Work instruction: Identify all lines in the listing that include the word "rectangular", and copy them out.

Source information:
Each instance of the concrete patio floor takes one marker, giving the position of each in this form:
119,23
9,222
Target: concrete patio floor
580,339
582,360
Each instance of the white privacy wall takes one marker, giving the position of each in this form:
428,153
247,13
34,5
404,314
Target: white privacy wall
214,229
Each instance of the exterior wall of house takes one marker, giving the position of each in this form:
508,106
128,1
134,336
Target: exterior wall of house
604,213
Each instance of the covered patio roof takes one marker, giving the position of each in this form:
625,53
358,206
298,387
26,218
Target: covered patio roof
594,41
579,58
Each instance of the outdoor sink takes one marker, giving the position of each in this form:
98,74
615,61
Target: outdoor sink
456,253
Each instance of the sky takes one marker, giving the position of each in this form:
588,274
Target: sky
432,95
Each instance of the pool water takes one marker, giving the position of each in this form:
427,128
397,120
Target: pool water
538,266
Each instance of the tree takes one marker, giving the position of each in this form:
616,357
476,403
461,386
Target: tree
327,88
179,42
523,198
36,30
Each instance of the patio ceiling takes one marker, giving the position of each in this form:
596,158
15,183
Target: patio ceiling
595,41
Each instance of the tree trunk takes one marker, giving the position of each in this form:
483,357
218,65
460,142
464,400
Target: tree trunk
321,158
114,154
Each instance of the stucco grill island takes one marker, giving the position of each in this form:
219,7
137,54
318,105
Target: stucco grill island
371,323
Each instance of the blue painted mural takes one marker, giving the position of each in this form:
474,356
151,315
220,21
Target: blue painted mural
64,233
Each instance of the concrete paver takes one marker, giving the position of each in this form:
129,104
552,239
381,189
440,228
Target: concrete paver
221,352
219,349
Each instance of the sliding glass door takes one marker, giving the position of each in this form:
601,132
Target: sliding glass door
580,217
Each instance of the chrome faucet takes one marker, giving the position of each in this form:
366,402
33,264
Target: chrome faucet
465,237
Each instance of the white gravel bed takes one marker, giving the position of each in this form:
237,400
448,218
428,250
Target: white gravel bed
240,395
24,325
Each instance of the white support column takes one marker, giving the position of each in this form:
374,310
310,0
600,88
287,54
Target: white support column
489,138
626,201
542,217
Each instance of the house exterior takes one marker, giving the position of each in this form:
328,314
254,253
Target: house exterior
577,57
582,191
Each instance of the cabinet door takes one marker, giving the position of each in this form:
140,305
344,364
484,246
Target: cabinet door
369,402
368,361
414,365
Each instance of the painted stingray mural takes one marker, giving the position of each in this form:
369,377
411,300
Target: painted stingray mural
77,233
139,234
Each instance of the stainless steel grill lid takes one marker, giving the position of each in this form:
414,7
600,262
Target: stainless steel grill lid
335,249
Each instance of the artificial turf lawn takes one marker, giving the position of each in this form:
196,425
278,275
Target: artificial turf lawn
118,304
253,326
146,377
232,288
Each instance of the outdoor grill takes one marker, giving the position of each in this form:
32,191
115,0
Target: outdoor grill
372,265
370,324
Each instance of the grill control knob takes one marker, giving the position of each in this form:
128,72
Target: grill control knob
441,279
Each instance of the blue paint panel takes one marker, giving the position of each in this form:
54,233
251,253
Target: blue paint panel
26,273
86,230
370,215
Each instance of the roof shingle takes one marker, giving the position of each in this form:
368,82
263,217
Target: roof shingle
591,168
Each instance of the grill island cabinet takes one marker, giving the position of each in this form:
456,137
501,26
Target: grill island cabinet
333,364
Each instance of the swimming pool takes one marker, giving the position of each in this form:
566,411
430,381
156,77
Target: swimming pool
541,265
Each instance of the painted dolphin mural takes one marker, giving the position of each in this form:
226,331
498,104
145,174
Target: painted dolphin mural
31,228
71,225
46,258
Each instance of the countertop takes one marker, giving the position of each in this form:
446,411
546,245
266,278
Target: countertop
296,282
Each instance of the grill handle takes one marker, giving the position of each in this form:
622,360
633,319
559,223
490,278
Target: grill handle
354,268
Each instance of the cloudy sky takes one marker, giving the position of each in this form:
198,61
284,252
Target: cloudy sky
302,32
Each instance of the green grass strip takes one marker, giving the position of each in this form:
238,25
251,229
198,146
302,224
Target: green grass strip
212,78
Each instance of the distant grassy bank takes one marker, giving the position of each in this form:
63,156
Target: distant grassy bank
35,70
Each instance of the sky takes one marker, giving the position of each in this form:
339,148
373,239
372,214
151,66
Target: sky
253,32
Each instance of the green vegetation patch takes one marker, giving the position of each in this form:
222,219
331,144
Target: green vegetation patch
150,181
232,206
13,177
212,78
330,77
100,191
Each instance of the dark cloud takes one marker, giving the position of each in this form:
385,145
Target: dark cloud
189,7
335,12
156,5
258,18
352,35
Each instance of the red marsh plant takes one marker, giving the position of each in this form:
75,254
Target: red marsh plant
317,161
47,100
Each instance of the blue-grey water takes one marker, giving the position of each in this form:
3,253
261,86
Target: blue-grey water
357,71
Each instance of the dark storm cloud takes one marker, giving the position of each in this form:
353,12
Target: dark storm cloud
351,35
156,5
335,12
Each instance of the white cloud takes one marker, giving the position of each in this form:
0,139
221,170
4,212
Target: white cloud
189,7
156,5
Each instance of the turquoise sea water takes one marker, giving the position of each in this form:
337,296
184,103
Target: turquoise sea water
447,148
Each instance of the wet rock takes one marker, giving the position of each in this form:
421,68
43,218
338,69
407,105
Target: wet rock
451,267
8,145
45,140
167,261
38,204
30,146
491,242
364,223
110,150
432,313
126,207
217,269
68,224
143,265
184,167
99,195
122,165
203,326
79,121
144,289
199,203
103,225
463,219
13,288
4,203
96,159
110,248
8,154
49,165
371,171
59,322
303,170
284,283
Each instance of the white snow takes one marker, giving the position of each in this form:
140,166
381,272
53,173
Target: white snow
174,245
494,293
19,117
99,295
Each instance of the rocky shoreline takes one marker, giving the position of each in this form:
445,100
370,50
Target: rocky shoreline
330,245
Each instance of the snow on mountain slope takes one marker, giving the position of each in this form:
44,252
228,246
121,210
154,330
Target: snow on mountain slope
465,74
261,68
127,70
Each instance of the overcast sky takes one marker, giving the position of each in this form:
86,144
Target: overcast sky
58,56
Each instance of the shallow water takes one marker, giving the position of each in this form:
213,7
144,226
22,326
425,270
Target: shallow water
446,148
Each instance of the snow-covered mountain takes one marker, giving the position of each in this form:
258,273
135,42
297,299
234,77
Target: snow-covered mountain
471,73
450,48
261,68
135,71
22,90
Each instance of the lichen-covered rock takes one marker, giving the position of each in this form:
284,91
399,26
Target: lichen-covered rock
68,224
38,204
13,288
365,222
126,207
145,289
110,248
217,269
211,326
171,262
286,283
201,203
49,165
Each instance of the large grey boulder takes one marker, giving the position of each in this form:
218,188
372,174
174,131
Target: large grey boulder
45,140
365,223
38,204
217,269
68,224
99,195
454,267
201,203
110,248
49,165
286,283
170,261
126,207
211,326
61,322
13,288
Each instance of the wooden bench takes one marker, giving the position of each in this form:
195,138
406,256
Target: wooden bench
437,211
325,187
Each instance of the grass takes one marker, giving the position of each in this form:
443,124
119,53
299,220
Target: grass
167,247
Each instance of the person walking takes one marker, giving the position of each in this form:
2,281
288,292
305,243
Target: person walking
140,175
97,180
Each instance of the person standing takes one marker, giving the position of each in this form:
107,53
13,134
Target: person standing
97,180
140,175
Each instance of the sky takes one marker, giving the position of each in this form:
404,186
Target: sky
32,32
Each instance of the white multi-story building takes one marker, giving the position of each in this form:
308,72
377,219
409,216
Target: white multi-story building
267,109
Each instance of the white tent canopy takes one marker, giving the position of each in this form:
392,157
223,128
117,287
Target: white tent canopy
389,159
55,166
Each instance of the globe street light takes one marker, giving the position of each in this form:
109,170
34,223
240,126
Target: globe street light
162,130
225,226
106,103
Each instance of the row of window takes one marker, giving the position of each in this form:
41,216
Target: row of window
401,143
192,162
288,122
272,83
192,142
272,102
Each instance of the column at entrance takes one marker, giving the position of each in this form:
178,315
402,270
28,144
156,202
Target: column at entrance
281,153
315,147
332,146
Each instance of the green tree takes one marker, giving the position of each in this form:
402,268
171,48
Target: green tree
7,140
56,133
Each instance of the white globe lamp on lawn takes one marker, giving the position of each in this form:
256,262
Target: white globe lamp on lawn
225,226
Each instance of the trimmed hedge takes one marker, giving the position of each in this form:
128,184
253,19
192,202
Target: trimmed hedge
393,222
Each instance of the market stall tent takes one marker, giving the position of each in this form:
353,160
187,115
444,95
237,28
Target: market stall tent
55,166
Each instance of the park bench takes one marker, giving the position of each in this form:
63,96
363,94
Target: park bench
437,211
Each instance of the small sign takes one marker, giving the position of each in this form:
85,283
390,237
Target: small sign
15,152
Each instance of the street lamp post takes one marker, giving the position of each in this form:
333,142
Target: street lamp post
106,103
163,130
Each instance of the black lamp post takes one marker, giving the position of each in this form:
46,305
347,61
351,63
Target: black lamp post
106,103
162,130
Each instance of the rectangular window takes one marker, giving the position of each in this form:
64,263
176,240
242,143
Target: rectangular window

Completed exercise:
Each instance of the rectangular window takes one marker, giving the position of each in this form:
Target: rectangular window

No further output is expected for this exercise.